Problem requirements:
Convert every line of the material below into a JSON list of strings, with one string per line and blank lines omitted. Leave the picture out.

------ Provided data

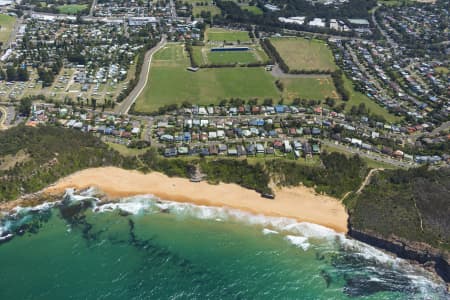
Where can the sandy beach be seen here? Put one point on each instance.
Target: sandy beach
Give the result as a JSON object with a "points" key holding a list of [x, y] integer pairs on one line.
{"points": [[300, 203]]}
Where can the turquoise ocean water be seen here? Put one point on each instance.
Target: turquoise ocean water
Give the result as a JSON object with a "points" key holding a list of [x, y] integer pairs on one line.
{"points": [[144, 248]]}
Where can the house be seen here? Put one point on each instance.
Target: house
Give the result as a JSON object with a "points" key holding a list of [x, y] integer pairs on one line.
{"points": [[251, 149], [183, 150], [213, 150], [241, 150], [232, 152], [287, 146], [259, 148], [307, 149], [316, 148], [170, 152]]}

------------

The completed task:
[
  "Where can the sandy beach be seen here? Put one point on each instance.",
  "Target: sandy beach",
  "Give the result as a JSON object with a \"points\" key holding a list of [x, y] integer pairs on one line.",
  "{\"points\": [[300, 203]]}",
  "Where can the turquoise ocean water be seen here? Put one point on each instance.",
  "Target: turquoise ocean water",
  "Give the result as a JSON object with a \"points\" key holding a list of [x, y] integer pairs on one line.",
  "{\"points\": [[144, 248]]}",
  "Where can the house be seen here? Put one point on each instance.",
  "Target: house",
  "Give the result as a JSON object with a \"points\" key holding a list of [x, y] integer pairs on one line.",
  "{\"points\": [[251, 149], [183, 150], [213, 150], [241, 150], [232, 152], [287, 146], [259, 148], [307, 149], [316, 148], [170, 152]]}"
]